*** Materials provided
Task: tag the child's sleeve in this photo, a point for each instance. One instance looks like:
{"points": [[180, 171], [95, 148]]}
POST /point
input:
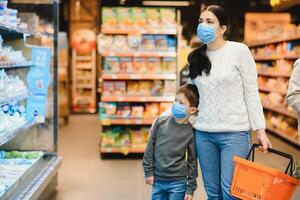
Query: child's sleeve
{"points": [[148, 160], [192, 168]]}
******
**Task description**
Transcribe all data precisely. Pictures are not copied.

**Answer to this task**
Task: tag the child's sleeve in this photo, a point for each instance. One instance looks like:
{"points": [[180, 171], [95, 148]]}
POST /point
input:
Query: child's sleeve
{"points": [[148, 160], [192, 168]]}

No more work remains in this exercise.